EXTRACTED TEXT>
################

12. Counsel for the Appellant submitted that, as was held in the case of Gerald Mbale Mwea v Kariko Kihara & another [1997] eKLR, loss of dependency is a matter of fact that requires hard evidence before any award can be made.
13. It was submitted for the Appellant that the only evidence on dependency placed before the trial court was that of the Respondent who testified as PW1 and told the trial Court that:-
“The deceased used to support me and our children. He used to pay Kshs.80,000/= school fees per semester for the child TEDDY KIVUVANI. He also used to support his mother and the children of his brother who died.”
14. According to counsel, apart from the Kshs.160,000 paid as fees per annum for the son, no other form of dependency was testified upon. This he submitted, militates against the award of Kshs.2,500,000 as damages for loss of dependency which make the amount inordinately high and wrong.
15. Counsel for the Appellant also faulted the trial Court for stating that the deceased was doing curio business in assessing loss of dependency. Counsel pointed out that in the amended plaint nowhere was it pleaded that the deceased was a businessman selling curios or that he had any income and the trial magistrate’s finding that he operated curio business amounted to taking into account extraneous matters.
16. Counsel stressed that the Respondent having not pleaded an occupation or income it was not within the trial court’s power to hold that he was a curio dealer or that he had an income on which other people depended.
17. The decision in Galaxy Paints Co. Ltd v Falcon Guards Ltd [2000] eKLR was cited in support of the preposition that issues for determination in a suit generally flow from the pleadings and the trial court may only pronounce judgment on the issues arising from the pleadings. The case of Philip Kiplimo Tuwei v Elkana Kipserem Ngetich (suing as legal administrator of the estate of Esther Jeptoo (deceased)) [2016] eKLR is cited in support of the submission that a trial court should use the minimum wage as a guide on the multiplicand where no evidence of income has been adduced.
18. According to counsel for the Appellant, the trial magistrate erred by failing to take into account the age of the dependants when making the award. He submitted that the son of the deceased was a fairly mature person and the parents were fairly advanced in age.
19. The case of Philip Kiplimo Tuwei (supra) was cited as stating that mature children cannot be said to depend on their aged parents. The Appellant cited the case of General Motors East Africa Ltd. v Eunice Alila Ndeswa & another [2015] eKLR as stating that “there is an established formula for calculating loss of dependency and giving global figures is not one of them.”

################

AVAILABLE DATA>
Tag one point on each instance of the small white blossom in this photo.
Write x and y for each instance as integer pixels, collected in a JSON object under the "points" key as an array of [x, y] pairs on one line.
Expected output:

################

JOBS>
a: Answer these questions from the judgment excerpt:
(i) How much school fees per semester did the deceased pay for Teddy Kivuvani?
(ii) What amount was awarded as damages for loss of dependency?
(iii) Which case was cited for using the minimum wage as a guide on the multiplicand where no evidence of income has been adduced?
b: Write out the part of the judgment excerpt between "15. Counsel for" and "account extraneous matters.", inclusive.
c: Does the judgment excerpt agree with each statement? Answer yes or no, and quote the deciding words.
(i) The amended plaint pleaded that the deceased was a businessman selling curios.
(ii) Counsel described the son of the deceased as a fairly mature person.
(iii) Gerald Mbale Mwea v Kariko Kihara & another was cited for the view that loss of dependency requires hard evidence.
The lines are separate from the judgment excerpt.

OUTPUTS>
a:
(i) Kshs.80,000/=
(ii) Kshs.2,500,000
(iii) Philip Kiplimo Tuwei v Elkana Kipserem Ngetich (suing as legal administrator of the estate of Esther Jeptoo (deceased)) [2016] eKLR

b:
15. Counsel for the Appellant also faulted the trial Court for stating that the deceased was doing curio business in assessing loss of dependency. Counsel pointed out that in the amended plaint nowhere was it pleaded that the deceased was a businessman selling curios or that he had any income and the trial magistrate’s finding that he operated curio business amounted to taking into account extraneous matters.

c:
(i) No: "in the amended plaint nowhere was it pleaded that the deceased was a businessman selling curios"
(ii) Yes: "the son of the deceased was a fairly mature person"
(iii) Yes: "loss of dependency is a matter of fact that requires hard evidence before any award can be made"